Work to complete:
a. Decide whether each statement agrees with the article on Diego Costa, answering yes or no and quoting the deciding words: (i) Alvaro Morata joined Chelsea over the summer; (ii) Costa scored twice in the draw at Swansea City; (iii) Costa was sent off during the opening weekend win over West Ham United.
b. According to the article on Diego Costa, why can the striker relax a little this season? Answer in one to three sentences.
— begin Text to read —
Diego Costa

Diego Costa – The Guerilla Footballer

For a man who spent most of this summer declaring his undying love for Atletico Madrid and an unyielding desire to return to the Spanish capital, Diego Costa seems to be enjoying life under Antonio Conte at Chelsea.

The sneering, repugnant street-fighting footballer of last season still lurks beneath the surface but a smile has returned to the face of the Spanish international. The goals are flowing and he has earned a recall to the national squad. Life is going well for Costa.

What on earth has happened to change his fortunes?

Chelsea as a whole are more settled this season, with a highly respected coach who has injected new life into the club.. The summer saw talk of Alvaro Morata and James Rodriguez arriving at Stamford Bridge, forcing Costa out. Neither did and with only Michy Batshuayi as serious competition for his first team place, the striker can relax a little.

The pressure to perform is still there – it always will be at a club of Chelsea’s size and stature – but he is happy and able to reproduce his form week after week. It helps that the team are playing better and consistently well.

It’s baffling how they only drew at Swansea City last Sunday. Costa was unplayable at times. He scored twice – the second a stunning overhead kick – and might have had a couple more. Disappointingly, his efforts went unrewarded as defensive lapses allowed the Welsh club to take an undeserved point.

Not that this season has been easy for Costa. During the opening weekend win over West Ham United at Stamford Bridge, he scored the Blues late winner but there were many who rightly claimed he should have been dismissed for a dangerous challenge on the Hammers goalkeeper, Adrian. Conte went out of his way to defend his striker against the charge in the media afterwards; Diego felt the love.

A similar claim followed in the away win at Watford. A late winner preceded by dubious play saw Conte temper his defence of the player. “He must”, the Italian said, “transfer his emotions to the pitch in the right way. Always.”
— end Text to read —
— begin Items —
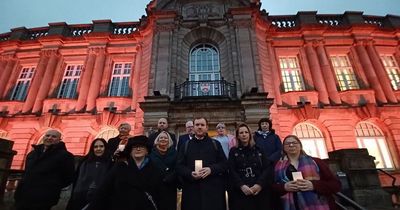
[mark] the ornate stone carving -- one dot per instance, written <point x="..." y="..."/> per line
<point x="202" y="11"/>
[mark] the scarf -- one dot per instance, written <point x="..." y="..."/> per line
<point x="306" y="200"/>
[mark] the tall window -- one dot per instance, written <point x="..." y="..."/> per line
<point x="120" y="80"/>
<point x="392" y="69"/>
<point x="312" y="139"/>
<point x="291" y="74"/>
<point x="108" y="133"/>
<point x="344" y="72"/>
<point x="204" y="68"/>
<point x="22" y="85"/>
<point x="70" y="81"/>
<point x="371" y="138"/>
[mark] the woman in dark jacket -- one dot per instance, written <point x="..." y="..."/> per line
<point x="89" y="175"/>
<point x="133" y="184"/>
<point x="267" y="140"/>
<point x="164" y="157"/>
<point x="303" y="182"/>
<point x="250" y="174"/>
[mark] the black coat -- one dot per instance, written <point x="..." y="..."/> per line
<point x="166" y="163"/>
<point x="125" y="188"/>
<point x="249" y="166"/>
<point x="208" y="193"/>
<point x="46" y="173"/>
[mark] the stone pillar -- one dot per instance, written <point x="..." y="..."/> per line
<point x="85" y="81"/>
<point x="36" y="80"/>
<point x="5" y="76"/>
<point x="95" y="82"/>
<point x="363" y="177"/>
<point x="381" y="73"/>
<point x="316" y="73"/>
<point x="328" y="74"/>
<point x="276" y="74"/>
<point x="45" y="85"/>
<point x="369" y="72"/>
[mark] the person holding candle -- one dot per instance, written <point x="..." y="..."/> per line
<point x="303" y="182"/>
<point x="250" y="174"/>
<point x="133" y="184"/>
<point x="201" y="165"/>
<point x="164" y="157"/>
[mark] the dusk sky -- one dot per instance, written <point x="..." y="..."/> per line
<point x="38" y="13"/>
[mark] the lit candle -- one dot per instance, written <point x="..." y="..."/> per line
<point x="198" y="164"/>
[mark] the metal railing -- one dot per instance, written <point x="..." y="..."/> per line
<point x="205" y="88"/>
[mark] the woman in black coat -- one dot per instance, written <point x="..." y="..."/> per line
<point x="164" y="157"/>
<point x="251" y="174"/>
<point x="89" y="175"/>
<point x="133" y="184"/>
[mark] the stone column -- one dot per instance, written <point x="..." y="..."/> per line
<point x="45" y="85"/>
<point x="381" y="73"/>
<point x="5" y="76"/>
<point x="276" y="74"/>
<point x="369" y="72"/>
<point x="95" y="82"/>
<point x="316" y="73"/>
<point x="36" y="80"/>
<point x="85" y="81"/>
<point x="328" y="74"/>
— end Items —
— begin Items —
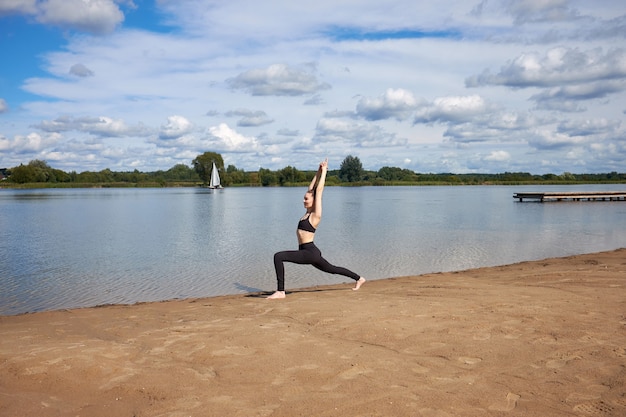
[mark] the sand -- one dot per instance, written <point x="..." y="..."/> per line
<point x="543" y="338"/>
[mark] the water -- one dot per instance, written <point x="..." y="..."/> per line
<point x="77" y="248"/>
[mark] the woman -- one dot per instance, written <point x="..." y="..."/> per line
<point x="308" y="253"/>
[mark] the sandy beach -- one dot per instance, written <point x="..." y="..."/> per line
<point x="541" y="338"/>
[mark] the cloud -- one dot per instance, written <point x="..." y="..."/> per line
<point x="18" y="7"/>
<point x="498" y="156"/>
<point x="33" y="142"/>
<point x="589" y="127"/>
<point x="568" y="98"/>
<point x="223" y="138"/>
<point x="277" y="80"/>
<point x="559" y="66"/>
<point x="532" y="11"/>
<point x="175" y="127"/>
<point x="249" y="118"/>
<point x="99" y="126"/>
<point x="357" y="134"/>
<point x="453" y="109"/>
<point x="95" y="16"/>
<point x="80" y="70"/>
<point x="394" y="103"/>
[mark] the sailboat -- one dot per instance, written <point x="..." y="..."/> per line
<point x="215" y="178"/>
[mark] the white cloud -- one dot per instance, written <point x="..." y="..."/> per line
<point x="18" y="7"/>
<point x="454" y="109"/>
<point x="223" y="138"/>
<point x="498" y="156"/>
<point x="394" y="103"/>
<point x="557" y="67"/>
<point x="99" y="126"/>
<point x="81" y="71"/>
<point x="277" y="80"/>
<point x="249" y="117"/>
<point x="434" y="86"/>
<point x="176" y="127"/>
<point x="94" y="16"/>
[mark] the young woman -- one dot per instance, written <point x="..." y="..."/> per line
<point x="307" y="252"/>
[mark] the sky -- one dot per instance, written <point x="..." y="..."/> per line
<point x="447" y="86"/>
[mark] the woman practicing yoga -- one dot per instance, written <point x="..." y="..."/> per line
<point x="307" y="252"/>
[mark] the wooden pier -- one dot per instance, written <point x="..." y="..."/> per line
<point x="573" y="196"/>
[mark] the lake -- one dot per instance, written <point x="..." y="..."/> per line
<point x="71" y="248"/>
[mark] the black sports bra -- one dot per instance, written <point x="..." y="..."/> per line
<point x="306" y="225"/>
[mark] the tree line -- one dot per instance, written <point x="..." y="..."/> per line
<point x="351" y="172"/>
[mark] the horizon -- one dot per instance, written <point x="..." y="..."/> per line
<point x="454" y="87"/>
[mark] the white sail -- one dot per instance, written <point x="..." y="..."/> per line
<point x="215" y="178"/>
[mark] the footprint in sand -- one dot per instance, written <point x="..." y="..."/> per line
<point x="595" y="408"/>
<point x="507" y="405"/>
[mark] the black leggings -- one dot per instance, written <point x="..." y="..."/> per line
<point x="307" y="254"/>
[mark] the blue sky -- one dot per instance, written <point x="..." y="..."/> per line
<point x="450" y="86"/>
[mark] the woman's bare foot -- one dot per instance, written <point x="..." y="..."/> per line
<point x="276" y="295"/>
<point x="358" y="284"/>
— end Items —
Answers below:
a.
(i) No: "Neither did"
(ii) Yes: "He scored twice"
(iii) No: "there were many who rightly claimed he should have been dismissed"

b. Summer talk had Alvaro Morata and James Rodriguez arriving at Stamford Bridge and forcing Costa out, but neither came. That leaves Michy Batshuayi as his only serious competition for a first-team place.